**Problem to solve:**
Among the entries below, find every line that has "feathered" and pull it out.

[Point localization data]

· · · · · · ·

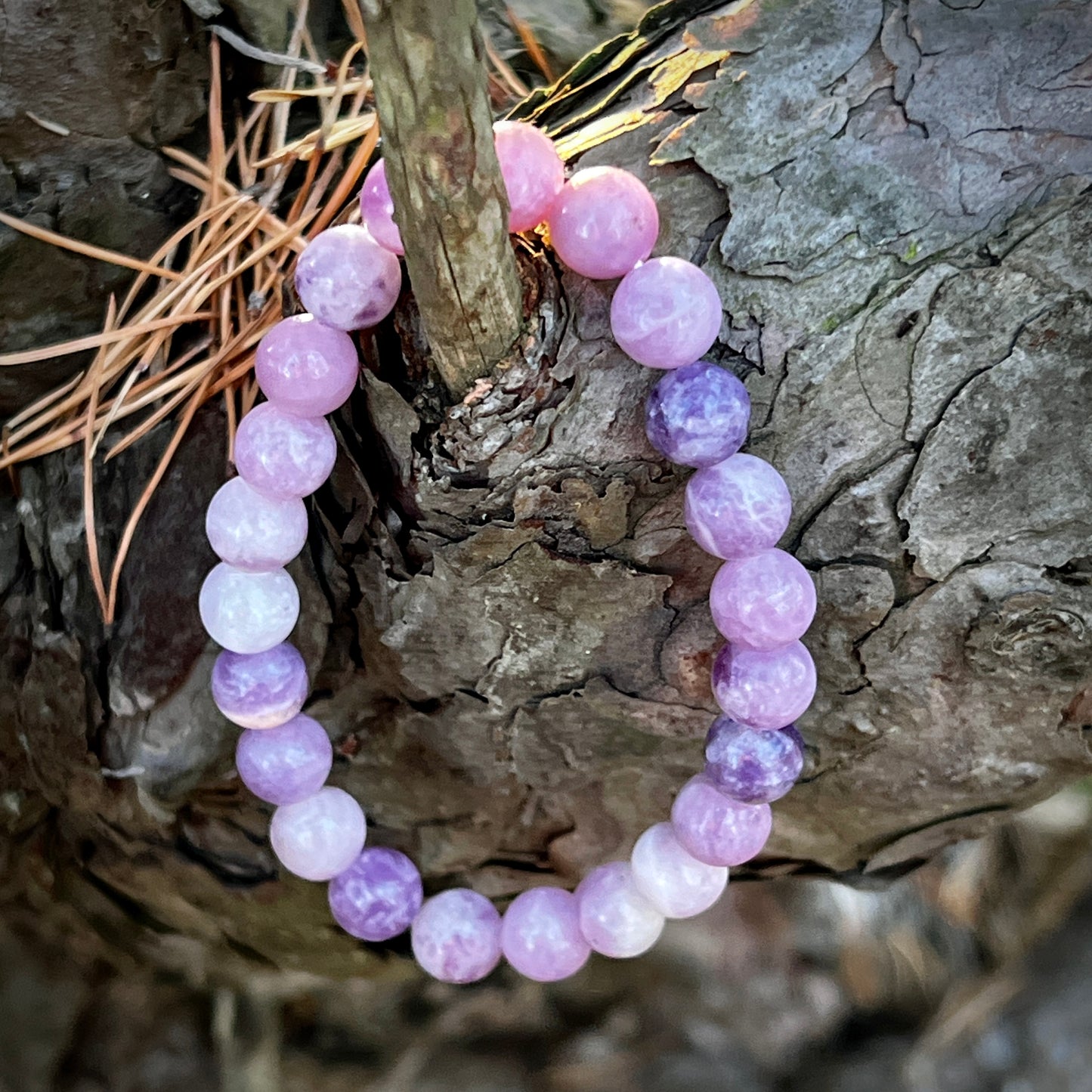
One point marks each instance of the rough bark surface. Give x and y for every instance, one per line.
x=503, y=613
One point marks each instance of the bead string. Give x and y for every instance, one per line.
x=665, y=314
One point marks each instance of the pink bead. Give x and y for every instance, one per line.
x=377, y=210
x=532, y=171
x=603, y=223
x=665, y=314
x=305, y=367
x=348, y=280
x=763, y=601
x=319, y=837
x=284, y=456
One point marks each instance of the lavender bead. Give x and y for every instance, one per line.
x=763, y=601
x=763, y=689
x=456, y=936
x=753, y=767
x=665, y=314
x=286, y=763
x=284, y=456
x=348, y=280
x=255, y=532
x=674, y=881
x=615, y=918
x=248, y=611
x=305, y=367
x=378, y=896
x=540, y=935
x=716, y=829
x=260, y=690
x=603, y=222
x=738, y=508
x=698, y=415
x=319, y=837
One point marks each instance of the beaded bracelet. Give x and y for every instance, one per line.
x=665, y=314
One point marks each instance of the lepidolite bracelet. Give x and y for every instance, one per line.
x=665, y=314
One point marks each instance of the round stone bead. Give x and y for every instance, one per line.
x=378, y=896
x=665, y=314
x=305, y=367
x=456, y=936
x=763, y=601
x=348, y=280
x=248, y=611
x=674, y=881
x=377, y=210
x=750, y=766
x=284, y=456
x=615, y=918
x=716, y=829
x=252, y=531
x=697, y=415
x=319, y=837
x=532, y=171
x=286, y=763
x=738, y=508
x=540, y=935
x=761, y=688
x=603, y=223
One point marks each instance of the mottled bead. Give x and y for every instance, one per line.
x=305, y=367
x=714, y=828
x=673, y=880
x=540, y=935
x=532, y=171
x=749, y=765
x=665, y=314
x=255, y=532
x=456, y=936
x=378, y=896
x=763, y=601
x=615, y=918
x=377, y=210
x=738, y=508
x=248, y=611
x=697, y=415
x=284, y=456
x=319, y=837
x=348, y=280
x=603, y=222
x=286, y=763
x=763, y=688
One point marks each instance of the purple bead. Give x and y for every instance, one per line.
x=284, y=456
x=378, y=896
x=377, y=210
x=319, y=837
x=673, y=880
x=738, y=508
x=716, y=829
x=252, y=531
x=456, y=936
x=286, y=763
x=540, y=935
x=665, y=314
x=753, y=766
x=348, y=280
x=603, y=223
x=615, y=918
x=260, y=690
x=698, y=415
x=763, y=601
x=763, y=688
x=305, y=367
x=532, y=171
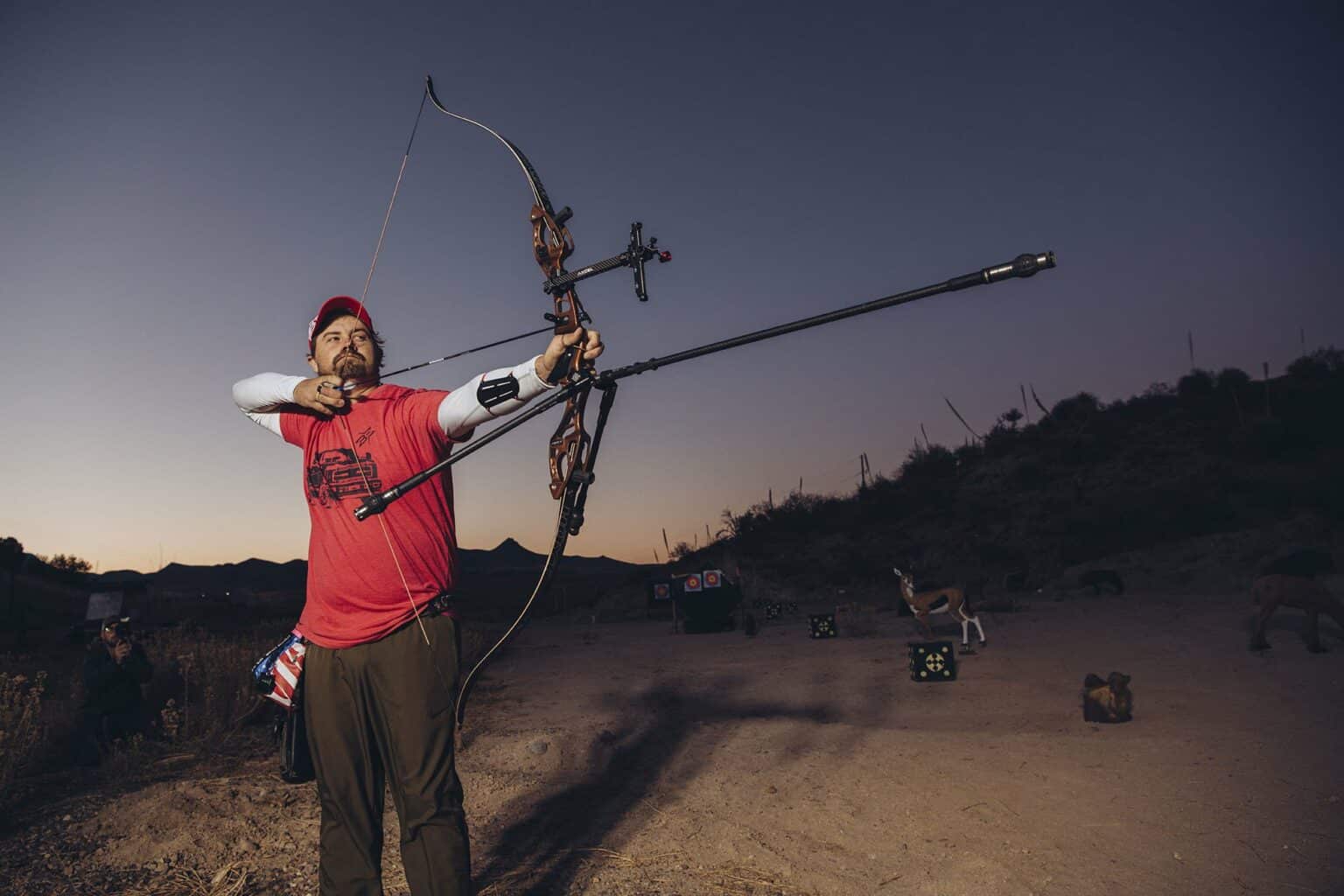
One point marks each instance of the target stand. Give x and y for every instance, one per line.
x=933, y=662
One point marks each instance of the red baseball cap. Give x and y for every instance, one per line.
x=338, y=305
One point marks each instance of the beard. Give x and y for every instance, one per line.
x=351, y=366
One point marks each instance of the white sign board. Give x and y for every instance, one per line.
x=102, y=605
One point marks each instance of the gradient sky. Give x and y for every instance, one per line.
x=185, y=183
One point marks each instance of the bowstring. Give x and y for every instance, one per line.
x=361, y=305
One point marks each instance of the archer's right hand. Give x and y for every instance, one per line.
x=320, y=394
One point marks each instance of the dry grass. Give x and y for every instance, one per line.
x=230, y=880
x=20, y=724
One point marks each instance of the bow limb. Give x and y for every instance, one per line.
x=569, y=451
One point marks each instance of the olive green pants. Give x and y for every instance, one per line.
x=382, y=713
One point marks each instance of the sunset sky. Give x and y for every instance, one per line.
x=185, y=183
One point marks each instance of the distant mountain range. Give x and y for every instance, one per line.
x=507, y=559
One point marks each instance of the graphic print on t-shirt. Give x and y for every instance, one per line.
x=338, y=473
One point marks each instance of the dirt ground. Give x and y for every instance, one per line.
x=626, y=760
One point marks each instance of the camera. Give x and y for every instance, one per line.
x=120, y=629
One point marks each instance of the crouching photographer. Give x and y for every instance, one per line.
x=115, y=669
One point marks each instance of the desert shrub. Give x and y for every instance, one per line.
x=932, y=464
x=1077, y=409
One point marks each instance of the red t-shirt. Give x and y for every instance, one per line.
x=355, y=592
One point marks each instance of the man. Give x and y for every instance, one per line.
x=113, y=705
x=382, y=664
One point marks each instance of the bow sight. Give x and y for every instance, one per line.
x=634, y=256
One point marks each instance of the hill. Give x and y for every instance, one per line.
x=1219, y=464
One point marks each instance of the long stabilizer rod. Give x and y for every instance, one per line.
x=1025, y=265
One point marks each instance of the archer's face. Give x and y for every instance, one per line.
x=344, y=348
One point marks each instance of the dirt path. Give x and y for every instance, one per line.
x=626, y=760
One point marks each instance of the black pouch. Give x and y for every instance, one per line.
x=296, y=762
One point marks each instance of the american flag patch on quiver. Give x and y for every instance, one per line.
x=277, y=673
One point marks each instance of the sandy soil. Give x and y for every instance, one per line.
x=626, y=760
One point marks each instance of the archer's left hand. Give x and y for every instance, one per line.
x=589, y=340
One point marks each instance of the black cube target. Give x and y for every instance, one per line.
x=933, y=662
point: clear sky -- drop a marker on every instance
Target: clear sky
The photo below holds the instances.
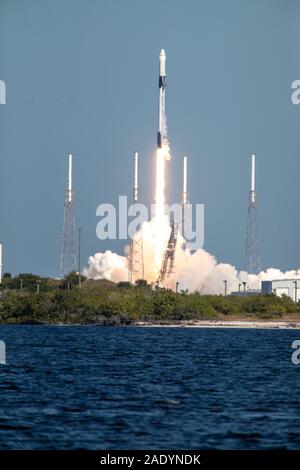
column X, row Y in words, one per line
column 81, row 77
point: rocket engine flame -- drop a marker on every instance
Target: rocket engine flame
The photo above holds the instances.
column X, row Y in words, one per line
column 198, row 271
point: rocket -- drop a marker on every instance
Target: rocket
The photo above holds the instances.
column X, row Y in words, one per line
column 162, row 134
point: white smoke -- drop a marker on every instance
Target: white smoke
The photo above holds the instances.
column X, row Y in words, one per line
column 198, row 271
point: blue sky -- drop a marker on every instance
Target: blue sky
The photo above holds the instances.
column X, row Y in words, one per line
column 81, row 77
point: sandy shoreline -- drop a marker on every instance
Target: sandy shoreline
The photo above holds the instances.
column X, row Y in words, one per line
column 226, row 324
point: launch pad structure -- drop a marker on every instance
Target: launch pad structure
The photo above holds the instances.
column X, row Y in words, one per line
column 136, row 252
column 252, row 258
column 68, row 257
column 169, row 255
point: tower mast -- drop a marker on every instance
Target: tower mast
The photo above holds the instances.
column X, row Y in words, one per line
column 252, row 259
column 68, row 258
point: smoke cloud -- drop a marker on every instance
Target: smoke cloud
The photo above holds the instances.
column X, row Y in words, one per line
column 198, row 271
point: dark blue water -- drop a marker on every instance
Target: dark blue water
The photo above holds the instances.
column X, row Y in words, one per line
column 113, row 388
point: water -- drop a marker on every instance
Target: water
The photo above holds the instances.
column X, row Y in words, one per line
column 145, row 388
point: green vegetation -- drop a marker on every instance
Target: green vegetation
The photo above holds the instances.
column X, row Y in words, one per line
column 28, row 298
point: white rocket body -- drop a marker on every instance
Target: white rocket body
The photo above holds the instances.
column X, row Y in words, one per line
column 162, row 134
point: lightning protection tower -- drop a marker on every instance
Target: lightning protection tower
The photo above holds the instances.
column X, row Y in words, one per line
column 136, row 255
column 252, row 261
column 68, row 258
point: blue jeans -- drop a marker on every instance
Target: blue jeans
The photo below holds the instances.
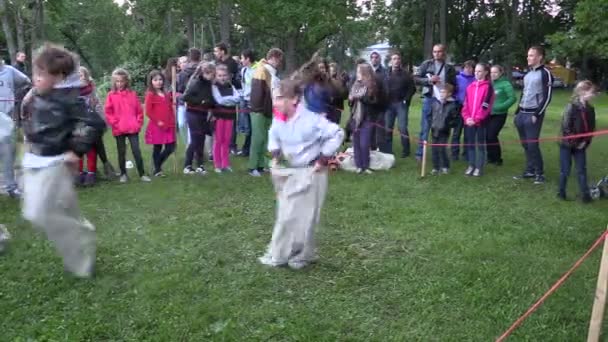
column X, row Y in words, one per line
column 182, row 124
column 475, row 136
column 396, row 111
column 425, row 123
column 531, row 131
column 566, row 154
column 7, row 158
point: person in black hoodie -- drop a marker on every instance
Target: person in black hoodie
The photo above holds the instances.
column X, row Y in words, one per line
column 184, row 75
column 198, row 98
column 60, row 131
column 578, row 118
column 445, row 116
column 400, row 88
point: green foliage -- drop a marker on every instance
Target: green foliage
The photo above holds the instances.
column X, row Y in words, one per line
column 444, row 258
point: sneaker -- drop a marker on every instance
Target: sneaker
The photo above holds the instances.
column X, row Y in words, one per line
column 14, row 193
column 201, row 170
column 267, row 260
column 109, row 171
column 255, row 173
column 540, row 179
column 525, row 175
column 90, row 179
column 297, row 264
column 188, row 170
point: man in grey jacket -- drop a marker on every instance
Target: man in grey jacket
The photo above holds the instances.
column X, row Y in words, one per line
column 11, row 82
column 535, row 99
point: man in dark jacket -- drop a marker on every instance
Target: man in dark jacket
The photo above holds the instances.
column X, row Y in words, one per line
column 400, row 88
column 535, row 99
column 431, row 75
column 194, row 58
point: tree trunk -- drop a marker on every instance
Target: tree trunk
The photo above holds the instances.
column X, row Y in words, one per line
column 290, row 53
column 189, row 29
column 428, row 29
column 8, row 30
column 443, row 22
column 225, row 21
column 38, row 36
column 213, row 37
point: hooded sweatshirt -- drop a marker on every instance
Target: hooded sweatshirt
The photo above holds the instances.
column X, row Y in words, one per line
column 462, row 83
column 11, row 82
column 478, row 102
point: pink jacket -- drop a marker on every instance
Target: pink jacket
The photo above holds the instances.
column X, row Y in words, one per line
column 124, row 112
column 478, row 101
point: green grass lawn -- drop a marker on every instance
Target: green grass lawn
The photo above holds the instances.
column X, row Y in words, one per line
column 444, row 258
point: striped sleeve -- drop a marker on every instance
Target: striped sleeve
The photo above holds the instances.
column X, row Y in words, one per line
column 547, row 80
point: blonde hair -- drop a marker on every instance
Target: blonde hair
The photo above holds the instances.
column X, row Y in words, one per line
column 86, row 73
column 583, row 86
column 120, row 72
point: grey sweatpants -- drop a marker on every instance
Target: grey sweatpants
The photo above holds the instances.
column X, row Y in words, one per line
column 301, row 193
column 51, row 205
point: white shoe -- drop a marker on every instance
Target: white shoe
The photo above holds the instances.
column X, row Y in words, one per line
column 188, row 170
column 267, row 260
column 201, row 170
column 297, row 264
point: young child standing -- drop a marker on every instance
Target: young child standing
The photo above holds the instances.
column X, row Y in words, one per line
column 364, row 97
column 227, row 98
column 61, row 131
column 161, row 127
column 126, row 117
column 445, row 116
column 578, row 118
column 306, row 140
column 87, row 92
column 476, row 109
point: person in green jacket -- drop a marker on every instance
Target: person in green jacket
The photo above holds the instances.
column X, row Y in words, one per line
column 505, row 98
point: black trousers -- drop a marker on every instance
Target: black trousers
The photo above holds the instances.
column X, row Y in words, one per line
column 160, row 155
column 121, row 147
column 495, row 125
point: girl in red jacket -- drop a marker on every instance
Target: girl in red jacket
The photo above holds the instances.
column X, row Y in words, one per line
column 476, row 109
column 161, row 127
column 125, row 116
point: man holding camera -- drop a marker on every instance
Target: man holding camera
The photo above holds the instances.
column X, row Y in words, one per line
column 431, row 75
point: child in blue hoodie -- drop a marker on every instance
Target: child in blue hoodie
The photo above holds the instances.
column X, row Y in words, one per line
column 463, row 80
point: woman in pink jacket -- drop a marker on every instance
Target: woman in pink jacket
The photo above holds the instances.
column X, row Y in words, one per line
column 125, row 116
column 476, row 109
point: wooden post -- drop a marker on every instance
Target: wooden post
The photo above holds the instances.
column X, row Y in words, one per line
column 597, row 314
column 423, row 169
column 174, row 100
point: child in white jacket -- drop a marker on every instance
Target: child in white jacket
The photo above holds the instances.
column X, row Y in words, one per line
column 306, row 140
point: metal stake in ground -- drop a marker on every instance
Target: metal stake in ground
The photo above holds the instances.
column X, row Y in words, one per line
column 597, row 314
column 423, row 168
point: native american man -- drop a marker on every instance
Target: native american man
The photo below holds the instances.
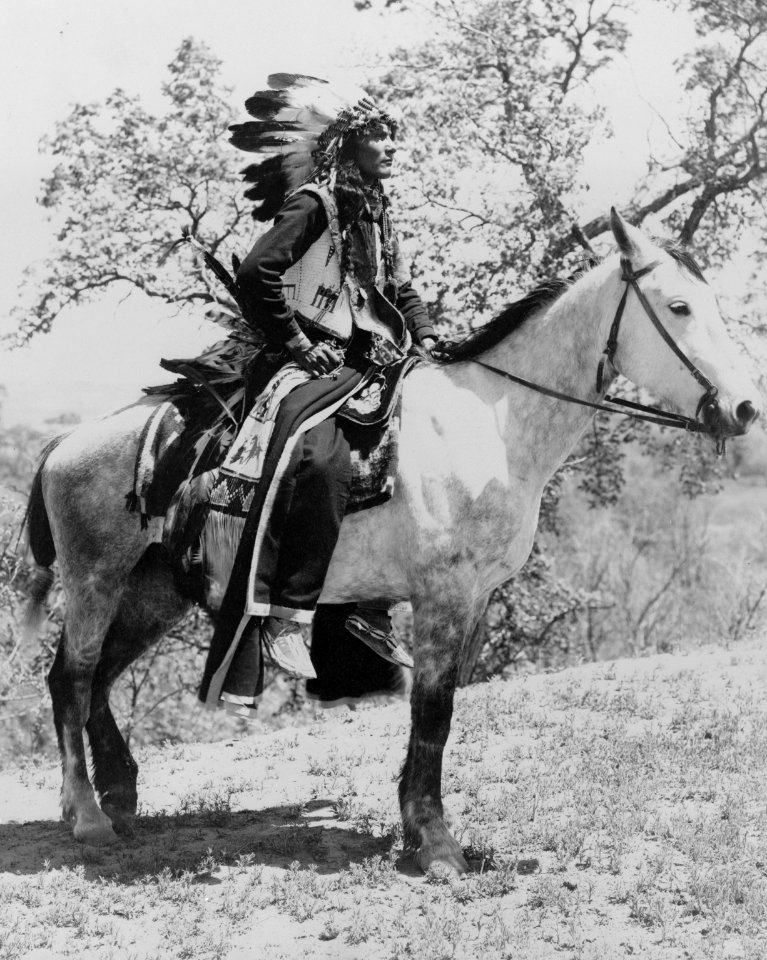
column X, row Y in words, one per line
column 326, row 283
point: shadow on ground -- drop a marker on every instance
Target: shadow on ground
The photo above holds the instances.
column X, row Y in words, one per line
column 274, row 837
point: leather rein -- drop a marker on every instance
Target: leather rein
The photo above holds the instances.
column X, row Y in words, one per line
column 641, row 411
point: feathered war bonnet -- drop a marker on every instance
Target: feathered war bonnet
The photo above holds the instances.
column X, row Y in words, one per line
column 300, row 127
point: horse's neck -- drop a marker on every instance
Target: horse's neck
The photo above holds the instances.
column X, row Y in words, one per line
column 557, row 348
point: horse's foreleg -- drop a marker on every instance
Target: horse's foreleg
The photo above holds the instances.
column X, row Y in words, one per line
column 439, row 638
column 70, row 681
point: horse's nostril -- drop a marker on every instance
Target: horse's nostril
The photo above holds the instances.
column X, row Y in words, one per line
column 745, row 412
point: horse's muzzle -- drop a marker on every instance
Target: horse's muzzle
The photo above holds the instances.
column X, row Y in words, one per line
column 722, row 423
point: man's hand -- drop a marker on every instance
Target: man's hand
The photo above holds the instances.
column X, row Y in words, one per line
column 316, row 358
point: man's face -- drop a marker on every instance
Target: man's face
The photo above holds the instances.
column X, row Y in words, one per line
column 375, row 154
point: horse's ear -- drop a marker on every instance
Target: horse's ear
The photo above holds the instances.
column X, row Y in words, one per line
column 627, row 237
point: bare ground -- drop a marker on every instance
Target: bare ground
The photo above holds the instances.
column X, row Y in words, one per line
column 613, row 810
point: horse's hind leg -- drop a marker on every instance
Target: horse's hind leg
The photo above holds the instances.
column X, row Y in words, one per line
column 439, row 637
column 88, row 617
column 150, row 605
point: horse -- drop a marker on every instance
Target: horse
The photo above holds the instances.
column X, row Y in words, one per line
column 477, row 447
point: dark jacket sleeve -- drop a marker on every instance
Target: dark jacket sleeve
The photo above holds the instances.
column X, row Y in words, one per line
column 412, row 309
column 300, row 223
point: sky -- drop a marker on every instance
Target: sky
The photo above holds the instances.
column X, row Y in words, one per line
column 55, row 53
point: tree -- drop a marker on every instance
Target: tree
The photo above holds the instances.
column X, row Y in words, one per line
column 125, row 186
column 498, row 108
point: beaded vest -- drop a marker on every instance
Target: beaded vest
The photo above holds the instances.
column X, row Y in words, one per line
column 312, row 287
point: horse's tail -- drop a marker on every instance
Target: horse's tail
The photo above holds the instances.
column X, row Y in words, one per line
column 41, row 549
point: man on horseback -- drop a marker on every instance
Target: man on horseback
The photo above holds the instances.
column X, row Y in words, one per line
column 327, row 286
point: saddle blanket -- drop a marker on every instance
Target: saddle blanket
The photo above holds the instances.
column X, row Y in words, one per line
column 167, row 481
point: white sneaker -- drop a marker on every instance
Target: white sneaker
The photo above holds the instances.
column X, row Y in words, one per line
column 283, row 643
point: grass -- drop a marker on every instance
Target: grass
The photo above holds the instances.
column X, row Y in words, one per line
column 613, row 810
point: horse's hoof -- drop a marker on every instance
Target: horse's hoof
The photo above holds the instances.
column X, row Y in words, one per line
column 123, row 821
column 445, row 855
column 96, row 833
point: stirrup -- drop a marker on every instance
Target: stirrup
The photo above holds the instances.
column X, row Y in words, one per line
column 283, row 643
column 382, row 642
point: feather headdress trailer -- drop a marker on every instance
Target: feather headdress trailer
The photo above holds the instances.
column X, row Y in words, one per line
column 297, row 122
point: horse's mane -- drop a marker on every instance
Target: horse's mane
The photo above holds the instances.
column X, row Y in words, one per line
column 516, row 313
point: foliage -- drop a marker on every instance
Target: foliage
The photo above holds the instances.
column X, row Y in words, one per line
column 125, row 186
column 498, row 107
column 496, row 123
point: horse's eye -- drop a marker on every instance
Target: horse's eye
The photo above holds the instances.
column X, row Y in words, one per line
column 680, row 308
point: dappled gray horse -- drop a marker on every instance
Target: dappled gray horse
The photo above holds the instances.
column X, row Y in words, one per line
column 476, row 451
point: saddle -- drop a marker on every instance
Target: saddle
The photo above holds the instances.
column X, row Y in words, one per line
column 197, row 419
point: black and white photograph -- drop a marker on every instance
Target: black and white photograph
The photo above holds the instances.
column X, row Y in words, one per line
column 383, row 480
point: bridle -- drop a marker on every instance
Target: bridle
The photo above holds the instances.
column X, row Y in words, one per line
column 641, row 411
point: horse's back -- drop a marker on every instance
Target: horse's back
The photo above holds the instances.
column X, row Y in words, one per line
column 84, row 482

· · · · · · ·

**Exercise answer:**
point: feathered war bonnet -- drop a marker on every instance
Target: feathered war bonnet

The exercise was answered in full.